▶ _ЦЕЛЬ ЗАДАНИЯ_
Пожалуйста, выведите весь материал ниже как CSV с двумя столбцами, «текст» и «ответ», по одной строке на каждую запись. Каждое значение поместите в отдельное поле в кавычках, заменив переводы строк пробелами.

▶ _Записи с указанием и разметкой_
----

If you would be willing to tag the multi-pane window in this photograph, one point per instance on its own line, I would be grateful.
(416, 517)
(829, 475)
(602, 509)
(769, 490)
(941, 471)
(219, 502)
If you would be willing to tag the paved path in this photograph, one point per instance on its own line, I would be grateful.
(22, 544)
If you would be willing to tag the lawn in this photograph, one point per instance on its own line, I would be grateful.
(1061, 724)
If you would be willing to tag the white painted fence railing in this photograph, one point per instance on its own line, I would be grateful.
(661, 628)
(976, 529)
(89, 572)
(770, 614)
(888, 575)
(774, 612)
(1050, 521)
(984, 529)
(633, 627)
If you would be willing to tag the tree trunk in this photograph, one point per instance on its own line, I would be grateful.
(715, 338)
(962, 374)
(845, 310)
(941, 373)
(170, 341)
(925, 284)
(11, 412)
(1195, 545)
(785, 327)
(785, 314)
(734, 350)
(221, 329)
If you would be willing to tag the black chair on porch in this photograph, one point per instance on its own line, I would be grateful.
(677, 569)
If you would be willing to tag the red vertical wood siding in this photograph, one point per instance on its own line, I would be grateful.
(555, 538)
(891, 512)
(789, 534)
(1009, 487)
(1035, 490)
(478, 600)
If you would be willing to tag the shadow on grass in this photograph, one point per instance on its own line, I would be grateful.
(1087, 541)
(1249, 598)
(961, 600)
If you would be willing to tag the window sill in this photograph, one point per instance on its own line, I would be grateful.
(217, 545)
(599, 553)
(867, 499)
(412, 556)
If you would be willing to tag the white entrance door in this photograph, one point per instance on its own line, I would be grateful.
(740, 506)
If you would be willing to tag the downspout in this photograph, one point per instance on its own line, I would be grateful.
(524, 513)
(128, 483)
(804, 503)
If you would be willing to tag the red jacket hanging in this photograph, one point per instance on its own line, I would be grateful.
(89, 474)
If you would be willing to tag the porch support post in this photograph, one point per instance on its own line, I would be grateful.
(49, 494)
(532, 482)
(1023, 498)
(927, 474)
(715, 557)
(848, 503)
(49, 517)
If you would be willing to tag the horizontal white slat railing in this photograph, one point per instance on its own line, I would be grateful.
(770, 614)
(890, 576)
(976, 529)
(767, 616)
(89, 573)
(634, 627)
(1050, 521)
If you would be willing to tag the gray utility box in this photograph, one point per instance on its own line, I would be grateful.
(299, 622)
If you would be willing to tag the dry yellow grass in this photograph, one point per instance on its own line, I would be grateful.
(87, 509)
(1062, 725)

----

▶ _ПИСЬМЕННЫЙ ОТВЕТ_
текст,ответ
"If you would be willing to tag the multi-pane window in this photograph, one point per instance on its own line, I would be grateful.","(416, 517) (829, 475) (602, 509) (769, 490) (941, 471) (219, 502)"
"If you would be willing to tag the paved path in this photograph, one point per instance on its own line, I would be grateful.","(22, 544)"
"If you would be willing to tag the lawn in this photograph, one point per instance on its own line, I would be grateful.","(1061, 724)"
"If you would be willing to tag the white painted fence railing in this photograph, one point per instance on its own line, I would be grateful.","(661, 628) (976, 529) (89, 572) (770, 614) (888, 575) (774, 612) (1050, 521) (984, 529) (633, 627)"
"If you would be willing to tag the tree trunk in this photograph, one point per instance on its own line, I would be grateful.","(715, 338) (962, 374) (845, 310) (941, 373) (170, 341) (925, 284) (11, 412) (1195, 545) (785, 327) (785, 314) (734, 350) (221, 329)"
"If you would be willing to tag the black chair on porch in this photograph, one point per instance on its own line, I would be grateful.","(677, 569)"
"If you would be willing to tag the red vertical wood siding in this photograph, one point per instance on its own line, I would be grateful.","(555, 538) (891, 512) (789, 534) (1009, 487) (1035, 490) (478, 600)"
"If you would be willing to tag the shadow on grass in this photograph, one point per instance on its own line, I would be grateful.","(1087, 541) (1249, 598) (961, 600)"
"If you would be willing to tag the window sill in this photograph, one point per instance on its own line, I would be grateful.","(217, 545) (599, 553) (867, 499) (412, 556)"
"If you would be willing to tag the white entrance door in this photograph, one point per instance on its own line, I would be grateful.","(740, 506)"
"If you would be willing to tag the downspout in this photograph, one point per instance on its own line, I would be grateful.","(524, 513) (128, 483) (804, 503)"
"If you would be willing to tag the red jacket hanging in this photograph, one point per instance on its own line, I would be grateful.","(89, 474)"
"If you would be willing to tag the porch support post in this photograph, one point per instance on its own line, I would be grateful.","(49, 494) (532, 482) (1023, 498) (927, 474) (715, 557) (848, 503) (49, 517)"
"If you would be willing to tag the horizontal white slat railing in this photograph, one point per instance on its own line, I would be grateful.","(770, 614) (890, 576) (976, 529) (767, 616) (89, 573) (634, 627) (1050, 521)"
"If you would be willing to tag the gray utility box in this photograph, one point per instance on its own line, I would be grateful.","(299, 622)"
"If you would be willing to tag the dry yellow grass in this photograph, one point per instance on its own line, I would be grateful.","(87, 509) (1062, 725)"